* [DESCRIPTION OF THE TASK]:
Scan the lines below for "paper" and copy the matches.

━━━

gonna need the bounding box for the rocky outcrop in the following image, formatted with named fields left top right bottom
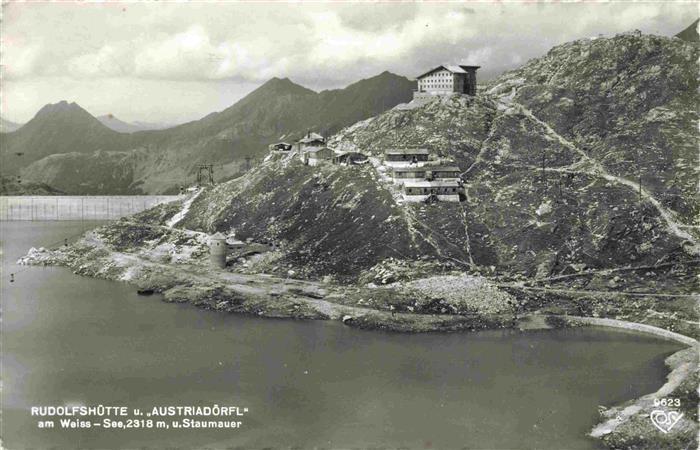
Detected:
left=327, top=31, right=698, bottom=282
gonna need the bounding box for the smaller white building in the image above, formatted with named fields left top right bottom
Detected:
left=391, top=165, right=461, bottom=185
left=304, top=147, right=334, bottom=166
left=391, top=167, right=428, bottom=185
left=295, top=132, right=326, bottom=161
left=402, top=180, right=462, bottom=202
left=269, top=142, right=292, bottom=153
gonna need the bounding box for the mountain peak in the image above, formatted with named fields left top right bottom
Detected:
left=377, top=70, right=398, bottom=78
left=238, top=77, right=316, bottom=103
left=97, top=114, right=140, bottom=133
left=676, top=18, right=699, bottom=42
left=260, top=76, right=313, bottom=92
left=23, top=100, right=117, bottom=137
left=333, top=71, right=415, bottom=94
left=35, top=100, right=90, bottom=118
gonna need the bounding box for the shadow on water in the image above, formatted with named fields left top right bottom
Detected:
left=0, top=221, right=682, bottom=449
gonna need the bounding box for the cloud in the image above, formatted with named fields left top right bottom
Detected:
left=4, top=2, right=690, bottom=84
left=133, top=25, right=219, bottom=79
left=67, top=44, right=133, bottom=78
left=2, top=39, right=42, bottom=78
left=0, top=2, right=695, bottom=122
left=37, top=7, right=476, bottom=84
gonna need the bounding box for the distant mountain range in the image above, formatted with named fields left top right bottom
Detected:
left=0, top=117, right=23, bottom=133
left=97, top=114, right=176, bottom=133
left=2, top=111, right=176, bottom=135
left=0, top=71, right=415, bottom=194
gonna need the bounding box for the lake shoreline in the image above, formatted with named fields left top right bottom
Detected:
left=16, top=226, right=699, bottom=450
left=17, top=228, right=699, bottom=339
left=590, top=345, right=698, bottom=449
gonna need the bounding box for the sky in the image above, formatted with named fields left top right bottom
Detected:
left=1, top=1, right=696, bottom=124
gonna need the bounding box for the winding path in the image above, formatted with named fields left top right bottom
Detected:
left=493, top=92, right=699, bottom=253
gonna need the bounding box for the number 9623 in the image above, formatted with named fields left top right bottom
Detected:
left=654, top=398, right=681, bottom=407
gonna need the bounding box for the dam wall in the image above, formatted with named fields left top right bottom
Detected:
left=0, top=196, right=182, bottom=221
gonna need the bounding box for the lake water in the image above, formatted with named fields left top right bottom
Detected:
left=1, top=221, right=683, bottom=449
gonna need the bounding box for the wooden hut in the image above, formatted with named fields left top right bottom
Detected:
left=333, top=151, right=369, bottom=165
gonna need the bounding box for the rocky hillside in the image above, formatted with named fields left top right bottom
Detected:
left=173, top=158, right=440, bottom=280
left=19, top=149, right=150, bottom=195
left=0, top=175, right=64, bottom=195
left=2, top=72, right=415, bottom=195
left=488, top=30, right=699, bottom=224
left=151, top=31, right=698, bottom=294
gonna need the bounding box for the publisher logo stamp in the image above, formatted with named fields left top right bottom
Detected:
left=650, top=410, right=683, bottom=434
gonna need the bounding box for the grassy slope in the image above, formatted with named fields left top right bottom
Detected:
left=179, top=158, right=439, bottom=280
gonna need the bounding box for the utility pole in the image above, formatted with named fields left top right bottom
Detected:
left=540, top=151, right=547, bottom=203
left=197, top=164, right=215, bottom=186
left=635, top=147, right=643, bottom=205
left=541, top=152, right=546, bottom=183
left=556, top=175, right=562, bottom=203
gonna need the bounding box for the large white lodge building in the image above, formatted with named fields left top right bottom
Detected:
left=415, top=65, right=480, bottom=97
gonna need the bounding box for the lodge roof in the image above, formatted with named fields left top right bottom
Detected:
left=392, top=165, right=460, bottom=173
left=384, top=148, right=430, bottom=155
left=392, top=167, right=427, bottom=173
left=403, top=180, right=461, bottom=188
left=334, top=150, right=367, bottom=157
left=417, top=65, right=481, bottom=79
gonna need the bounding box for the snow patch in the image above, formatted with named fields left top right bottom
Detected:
left=536, top=200, right=552, bottom=216
left=166, top=189, right=202, bottom=228
left=120, top=266, right=139, bottom=281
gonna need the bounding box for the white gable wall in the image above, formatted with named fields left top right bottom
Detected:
left=418, top=69, right=457, bottom=94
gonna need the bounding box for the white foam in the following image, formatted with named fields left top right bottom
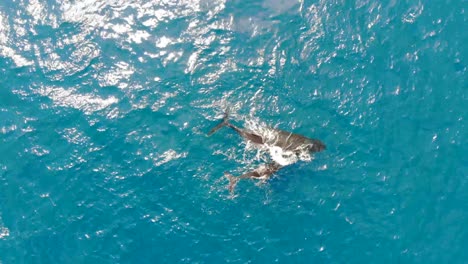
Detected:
left=0, top=227, right=9, bottom=239
left=268, top=146, right=297, bottom=166
left=153, top=149, right=187, bottom=166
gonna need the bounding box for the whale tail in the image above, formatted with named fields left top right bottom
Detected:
left=207, top=112, right=230, bottom=136
left=225, top=172, right=240, bottom=194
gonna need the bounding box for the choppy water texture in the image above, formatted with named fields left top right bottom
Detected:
left=0, top=0, right=467, bottom=263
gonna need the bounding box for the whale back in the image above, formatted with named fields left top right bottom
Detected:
left=266, top=129, right=325, bottom=153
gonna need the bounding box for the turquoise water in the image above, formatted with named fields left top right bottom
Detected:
left=0, top=0, right=466, bottom=262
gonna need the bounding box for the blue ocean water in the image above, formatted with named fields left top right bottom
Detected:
left=0, top=0, right=466, bottom=263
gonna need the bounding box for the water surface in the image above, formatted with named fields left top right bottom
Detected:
left=0, top=0, right=466, bottom=263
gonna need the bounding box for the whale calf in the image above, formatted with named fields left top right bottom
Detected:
left=208, top=113, right=325, bottom=192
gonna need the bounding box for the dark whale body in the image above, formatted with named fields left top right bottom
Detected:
left=208, top=113, right=326, bottom=193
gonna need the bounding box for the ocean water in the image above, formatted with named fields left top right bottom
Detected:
left=0, top=0, right=466, bottom=263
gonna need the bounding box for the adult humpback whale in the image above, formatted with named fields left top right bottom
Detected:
left=208, top=113, right=326, bottom=193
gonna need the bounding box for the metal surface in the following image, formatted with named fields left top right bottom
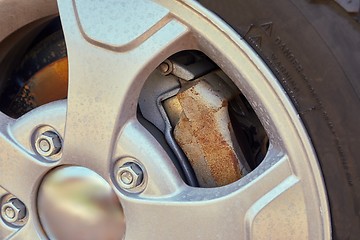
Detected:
left=116, top=162, right=144, bottom=190
left=0, top=0, right=331, bottom=240
left=158, top=60, right=173, bottom=75
left=0, top=26, right=67, bottom=118
left=32, top=125, right=63, bottom=162
left=35, top=131, right=62, bottom=158
left=165, top=51, right=217, bottom=80
left=139, top=70, right=198, bottom=186
left=21, top=57, right=68, bottom=109
left=37, top=166, right=125, bottom=240
left=1, top=198, right=26, bottom=225
left=170, top=72, right=249, bottom=187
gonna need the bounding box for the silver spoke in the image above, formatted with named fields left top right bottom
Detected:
left=8, top=217, right=42, bottom=240
left=114, top=119, right=186, bottom=198
left=122, top=153, right=304, bottom=240
left=0, top=113, right=48, bottom=204
left=0, top=188, right=15, bottom=239
left=57, top=0, right=191, bottom=176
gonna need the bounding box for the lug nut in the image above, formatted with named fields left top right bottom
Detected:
left=1, top=198, right=26, bottom=224
left=116, top=162, right=144, bottom=190
left=35, top=131, right=62, bottom=158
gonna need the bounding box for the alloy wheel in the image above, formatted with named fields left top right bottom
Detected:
left=0, top=1, right=331, bottom=239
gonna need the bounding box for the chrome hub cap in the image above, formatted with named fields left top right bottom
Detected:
left=37, top=166, right=125, bottom=240
left=0, top=0, right=331, bottom=239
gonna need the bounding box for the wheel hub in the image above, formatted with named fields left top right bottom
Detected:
left=37, top=166, right=125, bottom=240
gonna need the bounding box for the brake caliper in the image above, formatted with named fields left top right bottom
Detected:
left=139, top=51, right=267, bottom=188
left=164, top=71, right=249, bottom=187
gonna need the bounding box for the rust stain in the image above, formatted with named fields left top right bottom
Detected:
left=9, top=57, right=69, bottom=117
left=174, top=80, right=245, bottom=187
left=27, top=57, right=69, bottom=106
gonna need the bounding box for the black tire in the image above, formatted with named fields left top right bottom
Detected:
left=197, top=0, right=360, bottom=239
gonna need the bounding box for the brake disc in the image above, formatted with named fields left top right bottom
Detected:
left=0, top=29, right=67, bottom=118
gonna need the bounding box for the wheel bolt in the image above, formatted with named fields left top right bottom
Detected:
left=116, top=162, right=144, bottom=190
left=159, top=60, right=172, bottom=75
left=39, top=139, right=51, bottom=152
left=120, top=171, right=134, bottom=185
left=35, top=131, right=62, bottom=158
left=1, top=198, right=26, bottom=224
left=4, top=207, right=15, bottom=219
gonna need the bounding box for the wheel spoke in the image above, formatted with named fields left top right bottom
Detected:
left=0, top=188, right=15, bottom=239
left=114, top=119, right=185, bottom=197
left=121, top=152, right=306, bottom=240
left=8, top=217, right=42, bottom=240
left=0, top=113, right=48, bottom=204
left=57, top=0, right=191, bottom=175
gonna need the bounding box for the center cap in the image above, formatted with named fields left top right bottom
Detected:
left=37, top=166, right=125, bottom=240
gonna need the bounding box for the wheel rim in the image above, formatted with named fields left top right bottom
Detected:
left=0, top=0, right=331, bottom=239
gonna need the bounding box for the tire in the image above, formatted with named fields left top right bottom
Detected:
left=198, top=0, right=360, bottom=239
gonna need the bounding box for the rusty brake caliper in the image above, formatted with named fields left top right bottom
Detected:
left=166, top=72, right=250, bottom=187
left=139, top=52, right=252, bottom=187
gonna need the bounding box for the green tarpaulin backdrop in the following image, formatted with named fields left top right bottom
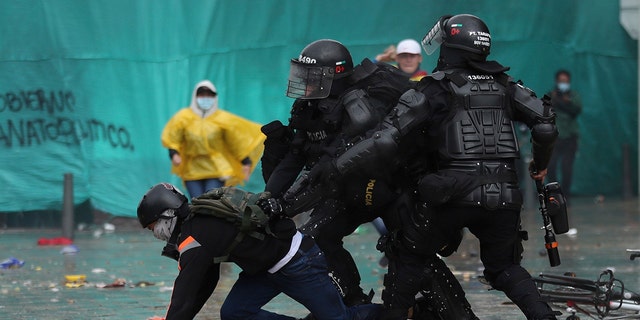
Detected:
left=1, top=0, right=637, bottom=217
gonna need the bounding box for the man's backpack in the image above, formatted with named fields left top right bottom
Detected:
left=190, top=187, right=272, bottom=263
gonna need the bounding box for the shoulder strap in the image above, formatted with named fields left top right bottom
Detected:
left=213, top=232, right=245, bottom=264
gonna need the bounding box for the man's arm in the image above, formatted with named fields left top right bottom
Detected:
left=165, top=248, right=220, bottom=319
left=511, top=82, right=558, bottom=174
left=268, top=85, right=447, bottom=217
left=565, top=93, right=582, bottom=118
left=332, top=89, right=428, bottom=175
left=264, top=146, right=306, bottom=198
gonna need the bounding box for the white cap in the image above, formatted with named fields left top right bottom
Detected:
left=396, top=39, right=421, bottom=55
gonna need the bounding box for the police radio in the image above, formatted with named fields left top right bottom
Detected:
left=535, top=180, right=569, bottom=267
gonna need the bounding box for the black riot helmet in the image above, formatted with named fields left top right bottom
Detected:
left=421, top=14, right=491, bottom=57
left=137, top=183, right=189, bottom=228
left=286, top=39, right=354, bottom=100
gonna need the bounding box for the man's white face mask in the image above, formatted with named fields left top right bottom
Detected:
left=153, top=209, right=178, bottom=241
left=196, top=97, right=217, bottom=110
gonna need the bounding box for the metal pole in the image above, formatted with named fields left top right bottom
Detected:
left=62, top=173, right=74, bottom=239
left=623, top=144, right=633, bottom=199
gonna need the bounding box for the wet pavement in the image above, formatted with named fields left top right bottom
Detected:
left=1, top=197, right=638, bottom=319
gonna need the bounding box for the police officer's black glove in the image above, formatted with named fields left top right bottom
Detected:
left=267, top=215, right=297, bottom=239
left=256, top=197, right=284, bottom=217
left=528, top=160, right=547, bottom=181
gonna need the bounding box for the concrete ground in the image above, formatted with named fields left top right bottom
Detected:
left=1, top=197, right=638, bottom=319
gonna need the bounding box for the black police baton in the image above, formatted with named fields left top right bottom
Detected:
left=535, top=179, right=561, bottom=267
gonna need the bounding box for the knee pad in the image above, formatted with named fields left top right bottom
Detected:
left=490, top=265, right=532, bottom=291
left=491, top=265, right=557, bottom=320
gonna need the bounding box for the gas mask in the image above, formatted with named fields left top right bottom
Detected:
left=153, top=209, right=178, bottom=241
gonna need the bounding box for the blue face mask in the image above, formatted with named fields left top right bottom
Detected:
left=557, top=82, right=570, bottom=93
left=196, top=97, right=216, bottom=110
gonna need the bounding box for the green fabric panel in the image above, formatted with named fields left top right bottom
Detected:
left=0, top=0, right=637, bottom=216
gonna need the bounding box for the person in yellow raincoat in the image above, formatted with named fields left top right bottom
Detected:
left=161, top=80, right=265, bottom=198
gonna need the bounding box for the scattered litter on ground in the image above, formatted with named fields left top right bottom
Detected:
left=37, top=237, right=73, bottom=246
left=0, top=257, right=25, bottom=269
left=133, top=281, right=155, bottom=287
left=103, top=223, right=116, bottom=233
left=64, top=274, right=87, bottom=288
left=60, top=245, right=79, bottom=255
left=158, top=286, right=173, bottom=293
left=594, top=195, right=605, bottom=203
left=96, top=278, right=126, bottom=288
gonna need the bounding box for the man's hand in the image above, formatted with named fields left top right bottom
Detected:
left=256, top=198, right=284, bottom=217
left=529, top=161, right=547, bottom=181
left=242, top=164, right=251, bottom=181
left=375, top=45, right=396, bottom=63
left=171, top=153, right=182, bottom=166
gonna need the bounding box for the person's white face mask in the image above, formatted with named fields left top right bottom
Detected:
left=196, top=97, right=216, bottom=110
left=153, top=212, right=177, bottom=241
left=557, top=82, right=570, bottom=93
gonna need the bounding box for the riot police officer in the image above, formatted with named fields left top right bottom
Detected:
left=309, top=14, right=559, bottom=320
left=261, top=39, right=412, bottom=306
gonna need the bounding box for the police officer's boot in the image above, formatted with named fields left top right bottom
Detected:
left=492, top=265, right=559, bottom=320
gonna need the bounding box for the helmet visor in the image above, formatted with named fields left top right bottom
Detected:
left=286, top=59, right=334, bottom=99
left=421, top=16, right=450, bottom=55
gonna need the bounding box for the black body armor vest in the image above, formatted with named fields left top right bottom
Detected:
left=436, top=70, right=522, bottom=210
left=440, top=72, right=519, bottom=162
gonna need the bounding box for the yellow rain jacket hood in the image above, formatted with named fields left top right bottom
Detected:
left=161, top=80, right=265, bottom=186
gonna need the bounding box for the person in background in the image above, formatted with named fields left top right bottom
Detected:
left=546, top=70, right=582, bottom=198
left=374, top=39, right=428, bottom=81
left=161, top=80, right=265, bottom=198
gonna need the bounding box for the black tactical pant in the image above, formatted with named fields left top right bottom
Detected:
left=299, top=199, right=377, bottom=306
left=377, top=195, right=476, bottom=320
left=385, top=206, right=556, bottom=320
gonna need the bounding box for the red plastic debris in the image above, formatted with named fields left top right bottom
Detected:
left=37, top=237, right=74, bottom=246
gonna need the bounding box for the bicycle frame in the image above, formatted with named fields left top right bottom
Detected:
left=534, top=270, right=640, bottom=319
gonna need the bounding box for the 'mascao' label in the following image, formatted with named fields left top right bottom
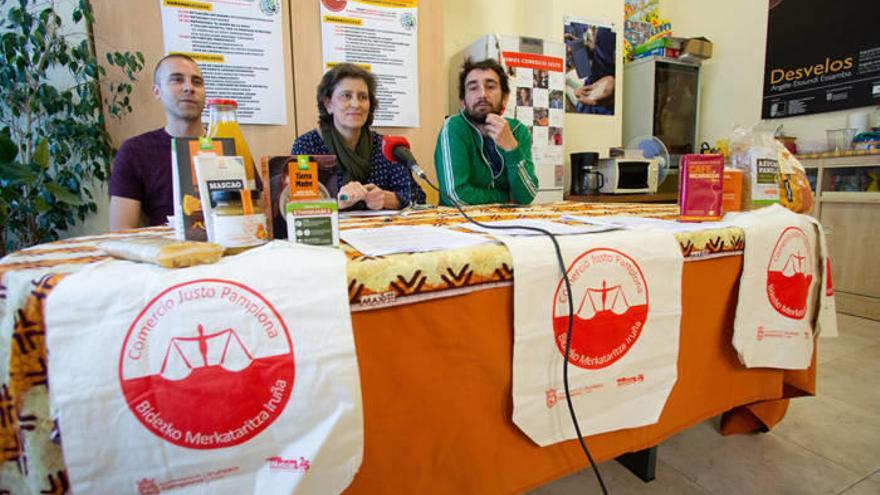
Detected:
left=119, top=279, right=294, bottom=449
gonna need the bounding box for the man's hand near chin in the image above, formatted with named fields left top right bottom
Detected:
left=484, top=113, right=518, bottom=152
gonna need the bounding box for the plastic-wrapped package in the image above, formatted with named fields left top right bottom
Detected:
left=729, top=126, right=780, bottom=209
left=728, top=126, right=753, bottom=209
left=729, top=125, right=813, bottom=213
left=775, top=141, right=814, bottom=214
left=100, top=237, right=223, bottom=268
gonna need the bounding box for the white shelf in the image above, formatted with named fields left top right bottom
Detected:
left=820, top=191, right=880, bottom=203
left=807, top=153, right=880, bottom=319
left=800, top=154, right=880, bottom=168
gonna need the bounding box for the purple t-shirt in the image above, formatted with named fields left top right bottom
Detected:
left=109, top=128, right=173, bottom=226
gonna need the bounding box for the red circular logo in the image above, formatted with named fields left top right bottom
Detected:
left=766, top=227, right=813, bottom=319
left=824, top=257, right=833, bottom=297
left=119, top=279, right=294, bottom=449
left=552, top=248, right=649, bottom=369
left=321, top=0, right=348, bottom=12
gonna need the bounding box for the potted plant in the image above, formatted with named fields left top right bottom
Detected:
left=0, top=0, right=143, bottom=256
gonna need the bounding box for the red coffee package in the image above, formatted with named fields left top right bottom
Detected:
left=679, top=154, right=724, bottom=222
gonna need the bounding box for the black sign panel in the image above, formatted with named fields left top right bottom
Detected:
left=762, top=0, right=880, bottom=119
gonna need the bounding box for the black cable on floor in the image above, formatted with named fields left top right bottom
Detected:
left=412, top=172, right=608, bottom=494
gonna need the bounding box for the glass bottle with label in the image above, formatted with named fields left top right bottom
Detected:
left=207, top=98, right=256, bottom=189
left=210, top=189, right=268, bottom=253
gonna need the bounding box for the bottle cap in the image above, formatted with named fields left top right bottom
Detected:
left=206, top=98, right=238, bottom=107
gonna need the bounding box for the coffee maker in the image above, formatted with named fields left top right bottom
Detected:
left=569, top=152, right=602, bottom=195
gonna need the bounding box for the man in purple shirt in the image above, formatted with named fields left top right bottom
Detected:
left=109, top=54, right=206, bottom=230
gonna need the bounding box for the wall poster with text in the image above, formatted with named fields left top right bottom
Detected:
left=320, top=0, right=419, bottom=127
left=160, top=0, right=288, bottom=125
left=762, top=0, right=879, bottom=119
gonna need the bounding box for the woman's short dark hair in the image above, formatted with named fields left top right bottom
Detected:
left=458, top=57, right=510, bottom=101
left=317, top=63, right=379, bottom=127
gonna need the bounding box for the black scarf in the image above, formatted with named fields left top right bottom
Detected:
left=320, top=121, right=372, bottom=183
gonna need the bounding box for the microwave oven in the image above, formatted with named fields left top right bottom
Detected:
left=597, top=158, right=658, bottom=194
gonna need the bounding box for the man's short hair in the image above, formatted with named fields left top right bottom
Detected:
left=316, top=63, right=379, bottom=127
left=458, top=57, right=510, bottom=101
left=153, top=54, right=200, bottom=85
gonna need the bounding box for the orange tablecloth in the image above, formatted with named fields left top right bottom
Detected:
left=0, top=203, right=815, bottom=494
left=344, top=255, right=815, bottom=494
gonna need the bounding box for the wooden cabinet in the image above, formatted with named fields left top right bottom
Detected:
left=801, top=154, right=880, bottom=320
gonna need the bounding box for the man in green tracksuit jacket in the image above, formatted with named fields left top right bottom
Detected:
left=434, top=58, right=539, bottom=206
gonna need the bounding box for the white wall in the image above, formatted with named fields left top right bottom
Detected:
left=443, top=1, right=526, bottom=113
left=443, top=0, right=625, bottom=194
left=663, top=0, right=879, bottom=150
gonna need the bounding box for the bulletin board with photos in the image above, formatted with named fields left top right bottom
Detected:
left=499, top=36, right=566, bottom=189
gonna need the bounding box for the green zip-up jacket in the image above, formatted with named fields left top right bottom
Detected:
left=434, top=110, right=538, bottom=205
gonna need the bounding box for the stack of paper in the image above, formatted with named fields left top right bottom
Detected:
left=340, top=209, right=403, bottom=218
left=563, top=215, right=734, bottom=233
left=340, top=226, right=494, bottom=256
left=458, top=219, right=616, bottom=236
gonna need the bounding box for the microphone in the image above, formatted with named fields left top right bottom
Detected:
left=382, top=135, right=428, bottom=180
left=382, top=134, right=602, bottom=491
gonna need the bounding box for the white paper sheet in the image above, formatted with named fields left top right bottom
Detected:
left=564, top=214, right=735, bottom=233
left=340, top=226, right=494, bottom=256
left=459, top=219, right=616, bottom=236
left=340, top=210, right=404, bottom=218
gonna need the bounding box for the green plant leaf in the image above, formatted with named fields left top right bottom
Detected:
left=34, top=138, right=49, bottom=168
left=45, top=181, right=84, bottom=205
left=0, top=129, right=17, bottom=162
left=0, top=160, right=37, bottom=182
left=35, top=196, right=49, bottom=213
left=0, top=0, right=142, bottom=251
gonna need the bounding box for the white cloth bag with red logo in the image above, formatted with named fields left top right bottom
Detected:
left=807, top=216, right=838, bottom=338
left=500, top=229, right=683, bottom=447
left=728, top=205, right=822, bottom=369
left=45, top=241, right=362, bottom=494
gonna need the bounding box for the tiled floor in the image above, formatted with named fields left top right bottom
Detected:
left=528, top=314, right=880, bottom=495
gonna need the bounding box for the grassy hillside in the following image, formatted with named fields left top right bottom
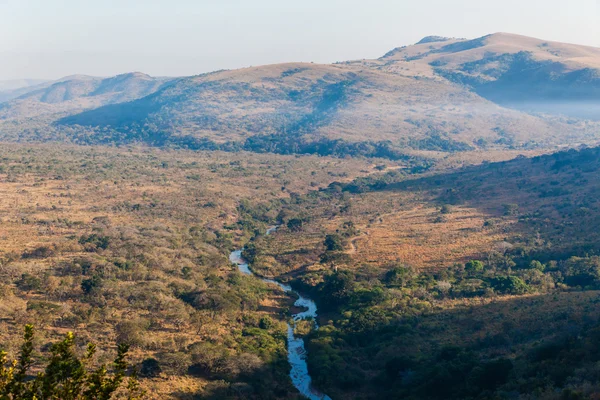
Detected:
left=0, top=34, right=596, bottom=158
left=0, top=143, right=389, bottom=399
left=239, top=145, right=600, bottom=399
left=55, top=62, right=599, bottom=157
left=0, top=73, right=171, bottom=136
left=384, top=33, right=600, bottom=119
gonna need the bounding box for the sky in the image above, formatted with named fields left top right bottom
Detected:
left=0, top=0, right=599, bottom=80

━━━

* [EXPECTED ANSWER]:
gonna need the bounding box for the stack of paper in the image above, formatted with named fields left top right bottom
gonna need the bounding box for the white paper sheet in the image above, formatted with named fields left top right bottom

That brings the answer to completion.